(Beginning of DOCUMENT SECTION)

Since the discovery of hybridoma technology in 1975 and with the subsequent development of recombinant DNA technologies, the genes encoding binding proteins, particularly antibodies, have been engineered to manipulate the binding protein or antibody in some way, e.g., reduction in size, such as a single-chain variable fragment (scFv) or variable fragments from antibody light chain (VL) and heavy chain (VH); rebuilding into multivalent high-avidity reagents; and fusion with a variety of molecules (e.g. enzymes, toxins). In addition, several selection methods and experimental approaches have been developed in order to select monoclonal antibodies (mAbs) with higher affinity and specificity.
Antibody selection techniques using an antibody library can be performed totally in vitro, without the requirement of cell transformation, or in vivo, in which cells may be transformed, e.g., using vectors encoding an antibody library. In vitro antibody selection includes techniques such as ribosome, RNA and DNA display, while in vivo antibody selection includes techniques such as phage-display, two-hybrid systems, cell-display, e.g., in bacteria, yeast, or mammalian cells and protein fragment complementation assays (PCA). Phage-display is broadly used due to its simplicity, versatility and ability to be adapted to many specific conditions. Yeast, bacterial, and mammalian cell display platforms offer an advantage over phage-display in that fluorescence activated cell sorting (FACS) can be coupled with cell surface antibody display to allow monitoring of both antibody expression on the cell surface and the ability of that antibody to bind to its target. On the other hand, ribosomal display technology allows the screening of larger libraries and facilitates the diversity and efficient antibody maturation in vitro.
Although a large number of antibodies have been selected by various technologies, most need to be affinity improved or enhanced. Such improvement in antibody affinity and subsequent selection of specific antibody are typically achieved through the use of one or more methods, systems, or technologies, such as multimerization of antibodies; E. coli mutator strains; B-cell lines, e.g., RAMOS, DT-40, or HEK293T cells and activation-induced cytidine deaminase (AID); retrovirus display systems; error-prone PCR; immunoglobulin chain or CDR shuffling; directed mutagenesis.

(End of DOCUMENT SECTION)
(Beginning of DATA TO EXAMINE)

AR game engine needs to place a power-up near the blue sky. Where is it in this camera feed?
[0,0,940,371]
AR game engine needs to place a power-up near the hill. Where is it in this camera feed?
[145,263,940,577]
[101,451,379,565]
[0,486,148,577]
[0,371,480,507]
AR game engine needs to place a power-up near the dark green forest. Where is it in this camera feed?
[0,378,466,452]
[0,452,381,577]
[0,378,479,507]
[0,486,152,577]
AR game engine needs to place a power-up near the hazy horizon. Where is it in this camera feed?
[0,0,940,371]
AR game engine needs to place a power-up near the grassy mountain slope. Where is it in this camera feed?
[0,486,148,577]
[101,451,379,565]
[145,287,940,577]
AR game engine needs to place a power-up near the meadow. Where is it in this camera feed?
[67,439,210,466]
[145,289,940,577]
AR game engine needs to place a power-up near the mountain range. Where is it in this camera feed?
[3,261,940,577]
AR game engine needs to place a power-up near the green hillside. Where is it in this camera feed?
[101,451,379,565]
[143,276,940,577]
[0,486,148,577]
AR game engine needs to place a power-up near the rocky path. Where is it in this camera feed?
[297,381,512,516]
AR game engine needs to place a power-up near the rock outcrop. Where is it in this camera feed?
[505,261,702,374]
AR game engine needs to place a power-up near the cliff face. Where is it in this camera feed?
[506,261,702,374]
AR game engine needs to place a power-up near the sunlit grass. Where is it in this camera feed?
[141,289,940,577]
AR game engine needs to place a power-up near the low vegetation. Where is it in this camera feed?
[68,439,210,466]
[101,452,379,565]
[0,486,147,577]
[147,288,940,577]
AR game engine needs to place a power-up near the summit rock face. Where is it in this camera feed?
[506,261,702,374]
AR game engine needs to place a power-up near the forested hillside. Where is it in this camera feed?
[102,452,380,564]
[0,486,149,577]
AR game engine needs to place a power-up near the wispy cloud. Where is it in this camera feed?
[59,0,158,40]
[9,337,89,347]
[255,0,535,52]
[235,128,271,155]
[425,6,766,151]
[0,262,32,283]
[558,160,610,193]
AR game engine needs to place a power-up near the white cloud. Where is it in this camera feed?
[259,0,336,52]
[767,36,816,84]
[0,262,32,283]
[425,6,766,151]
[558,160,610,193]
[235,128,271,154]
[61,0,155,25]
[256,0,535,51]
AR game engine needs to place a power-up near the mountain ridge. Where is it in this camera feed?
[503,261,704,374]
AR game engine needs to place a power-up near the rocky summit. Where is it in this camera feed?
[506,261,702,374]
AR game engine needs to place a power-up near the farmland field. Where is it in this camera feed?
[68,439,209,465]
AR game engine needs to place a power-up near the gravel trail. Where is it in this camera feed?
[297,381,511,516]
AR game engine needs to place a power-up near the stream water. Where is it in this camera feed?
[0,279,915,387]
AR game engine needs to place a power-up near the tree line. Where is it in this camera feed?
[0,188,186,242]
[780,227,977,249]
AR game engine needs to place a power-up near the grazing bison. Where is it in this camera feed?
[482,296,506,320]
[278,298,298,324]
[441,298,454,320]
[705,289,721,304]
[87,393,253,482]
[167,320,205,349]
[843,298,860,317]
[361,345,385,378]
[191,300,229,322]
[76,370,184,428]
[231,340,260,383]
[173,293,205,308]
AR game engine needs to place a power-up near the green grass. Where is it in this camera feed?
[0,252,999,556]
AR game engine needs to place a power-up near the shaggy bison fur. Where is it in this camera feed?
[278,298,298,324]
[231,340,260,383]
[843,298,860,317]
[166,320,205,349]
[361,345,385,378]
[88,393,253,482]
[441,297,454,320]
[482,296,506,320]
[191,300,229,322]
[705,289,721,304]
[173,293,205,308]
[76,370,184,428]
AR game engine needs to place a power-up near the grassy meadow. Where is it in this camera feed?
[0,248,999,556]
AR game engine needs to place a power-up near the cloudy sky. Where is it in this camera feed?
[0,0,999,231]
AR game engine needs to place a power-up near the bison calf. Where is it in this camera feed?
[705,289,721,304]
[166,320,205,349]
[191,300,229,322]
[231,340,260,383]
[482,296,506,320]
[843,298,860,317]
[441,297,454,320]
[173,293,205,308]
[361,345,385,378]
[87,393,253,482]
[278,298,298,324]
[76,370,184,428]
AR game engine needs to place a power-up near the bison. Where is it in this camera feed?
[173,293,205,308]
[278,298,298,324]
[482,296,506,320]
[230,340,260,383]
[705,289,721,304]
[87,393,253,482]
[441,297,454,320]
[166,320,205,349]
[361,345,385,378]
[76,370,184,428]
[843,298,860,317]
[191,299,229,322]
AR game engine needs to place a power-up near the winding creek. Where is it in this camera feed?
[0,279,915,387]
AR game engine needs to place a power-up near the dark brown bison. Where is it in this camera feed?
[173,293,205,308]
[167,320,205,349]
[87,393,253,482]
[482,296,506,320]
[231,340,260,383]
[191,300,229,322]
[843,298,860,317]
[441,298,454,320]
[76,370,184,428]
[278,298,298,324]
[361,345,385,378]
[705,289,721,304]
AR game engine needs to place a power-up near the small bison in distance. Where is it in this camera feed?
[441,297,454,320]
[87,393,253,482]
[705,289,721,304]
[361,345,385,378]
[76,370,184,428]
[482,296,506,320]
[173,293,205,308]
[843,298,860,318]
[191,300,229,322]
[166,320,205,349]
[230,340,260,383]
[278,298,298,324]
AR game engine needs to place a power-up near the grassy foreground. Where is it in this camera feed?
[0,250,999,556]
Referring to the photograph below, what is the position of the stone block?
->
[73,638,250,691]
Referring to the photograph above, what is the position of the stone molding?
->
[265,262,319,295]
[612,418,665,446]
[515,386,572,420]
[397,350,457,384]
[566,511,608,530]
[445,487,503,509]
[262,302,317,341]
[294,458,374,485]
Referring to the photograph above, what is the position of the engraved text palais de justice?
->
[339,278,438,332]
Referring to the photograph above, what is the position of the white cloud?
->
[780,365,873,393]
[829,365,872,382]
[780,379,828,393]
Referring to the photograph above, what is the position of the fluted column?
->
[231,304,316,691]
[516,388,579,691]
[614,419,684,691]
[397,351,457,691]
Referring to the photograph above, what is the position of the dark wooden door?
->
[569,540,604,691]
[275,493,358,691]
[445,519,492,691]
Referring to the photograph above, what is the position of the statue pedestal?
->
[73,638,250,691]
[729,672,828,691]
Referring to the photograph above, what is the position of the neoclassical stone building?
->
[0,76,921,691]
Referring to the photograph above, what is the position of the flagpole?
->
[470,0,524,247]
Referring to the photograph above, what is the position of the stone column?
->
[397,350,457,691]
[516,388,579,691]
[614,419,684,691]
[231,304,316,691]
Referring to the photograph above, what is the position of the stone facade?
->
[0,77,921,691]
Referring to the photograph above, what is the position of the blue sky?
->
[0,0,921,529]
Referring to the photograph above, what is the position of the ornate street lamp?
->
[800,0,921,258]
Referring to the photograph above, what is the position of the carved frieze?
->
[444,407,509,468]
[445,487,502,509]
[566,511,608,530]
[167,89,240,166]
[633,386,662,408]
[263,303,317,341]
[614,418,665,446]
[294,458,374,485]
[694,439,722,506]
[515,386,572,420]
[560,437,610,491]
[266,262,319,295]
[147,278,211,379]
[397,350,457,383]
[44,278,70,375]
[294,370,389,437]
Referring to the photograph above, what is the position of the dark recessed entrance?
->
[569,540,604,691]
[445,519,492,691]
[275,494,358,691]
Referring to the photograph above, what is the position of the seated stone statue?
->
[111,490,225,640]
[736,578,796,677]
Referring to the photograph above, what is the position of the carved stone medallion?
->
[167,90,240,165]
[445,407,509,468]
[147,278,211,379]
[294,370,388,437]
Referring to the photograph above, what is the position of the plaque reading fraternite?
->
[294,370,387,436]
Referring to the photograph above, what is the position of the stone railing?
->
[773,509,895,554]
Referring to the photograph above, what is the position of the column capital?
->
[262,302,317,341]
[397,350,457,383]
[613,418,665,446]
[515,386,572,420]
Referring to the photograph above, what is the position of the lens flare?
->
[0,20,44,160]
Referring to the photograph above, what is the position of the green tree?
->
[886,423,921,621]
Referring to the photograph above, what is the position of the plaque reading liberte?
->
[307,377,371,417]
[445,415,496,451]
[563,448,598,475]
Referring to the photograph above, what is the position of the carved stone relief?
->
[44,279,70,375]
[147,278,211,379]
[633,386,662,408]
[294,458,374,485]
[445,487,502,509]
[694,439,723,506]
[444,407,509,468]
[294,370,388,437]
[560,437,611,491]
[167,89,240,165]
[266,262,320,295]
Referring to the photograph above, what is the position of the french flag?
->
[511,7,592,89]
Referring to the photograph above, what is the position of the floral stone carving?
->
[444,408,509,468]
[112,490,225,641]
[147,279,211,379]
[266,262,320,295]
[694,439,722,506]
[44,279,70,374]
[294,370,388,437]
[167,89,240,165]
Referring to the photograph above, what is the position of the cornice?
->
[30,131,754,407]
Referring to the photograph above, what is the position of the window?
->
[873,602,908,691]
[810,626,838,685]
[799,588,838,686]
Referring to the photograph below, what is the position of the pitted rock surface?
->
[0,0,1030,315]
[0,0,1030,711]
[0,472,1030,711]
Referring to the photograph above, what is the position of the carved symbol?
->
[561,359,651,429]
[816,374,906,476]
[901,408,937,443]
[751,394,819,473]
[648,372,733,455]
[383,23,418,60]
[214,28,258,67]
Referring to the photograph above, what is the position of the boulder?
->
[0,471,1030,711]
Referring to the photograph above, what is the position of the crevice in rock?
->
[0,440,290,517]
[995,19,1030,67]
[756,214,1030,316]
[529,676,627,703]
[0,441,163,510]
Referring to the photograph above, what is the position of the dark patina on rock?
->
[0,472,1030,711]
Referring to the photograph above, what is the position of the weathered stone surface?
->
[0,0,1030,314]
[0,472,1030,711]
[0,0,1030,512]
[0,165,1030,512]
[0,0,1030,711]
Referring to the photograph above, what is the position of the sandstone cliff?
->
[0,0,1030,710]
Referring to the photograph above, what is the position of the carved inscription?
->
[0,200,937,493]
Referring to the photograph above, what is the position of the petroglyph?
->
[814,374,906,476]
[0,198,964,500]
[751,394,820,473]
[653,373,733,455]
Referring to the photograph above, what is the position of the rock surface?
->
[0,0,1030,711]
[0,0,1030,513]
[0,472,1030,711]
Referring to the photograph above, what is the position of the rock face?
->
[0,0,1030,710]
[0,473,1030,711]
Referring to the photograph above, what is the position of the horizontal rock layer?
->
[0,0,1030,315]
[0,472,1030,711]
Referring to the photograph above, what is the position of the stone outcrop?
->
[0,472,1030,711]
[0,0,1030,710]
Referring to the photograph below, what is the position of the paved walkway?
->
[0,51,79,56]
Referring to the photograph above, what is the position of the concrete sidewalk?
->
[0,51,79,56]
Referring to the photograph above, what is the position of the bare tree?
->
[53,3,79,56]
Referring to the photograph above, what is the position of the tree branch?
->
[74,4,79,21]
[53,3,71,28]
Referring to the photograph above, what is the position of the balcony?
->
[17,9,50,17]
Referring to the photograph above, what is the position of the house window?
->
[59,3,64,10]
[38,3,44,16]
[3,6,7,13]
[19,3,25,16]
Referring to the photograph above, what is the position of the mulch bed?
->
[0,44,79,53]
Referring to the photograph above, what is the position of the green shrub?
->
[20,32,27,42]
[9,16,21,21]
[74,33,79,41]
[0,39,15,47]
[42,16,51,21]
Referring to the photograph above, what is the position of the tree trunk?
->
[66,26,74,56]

(End of DATA TO EXAMINE)

▶ _WORK REQUEST_: Set down the passage of the antibody engineering text between "Since the discovery" and "affinity and specificity.", inclusive. The records play no part in the work here.

▶ _SOLUTION BELOW_:
Since the discovery of hybridoma technology in 1975 and with the subsequent development of recombinant DNA technologies, the genes encoding binding proteins, particularly antibodies, have been engineered to manipulate the binding protein or antibody in some way, e.g., reduction in size, such as a single-chain variable fragment (scFv) or variable fragments from antibody light chain (VL) and heavy chain (VH); rebuilding into multivalent high-avidity reagents; and fusion with a variety of molecules (e.g. enzymes, toxins). In addition, several selection methods and experimental approaches have been developed in order to select monoclonal antibodies (mAbs) with higher affinity and specificity.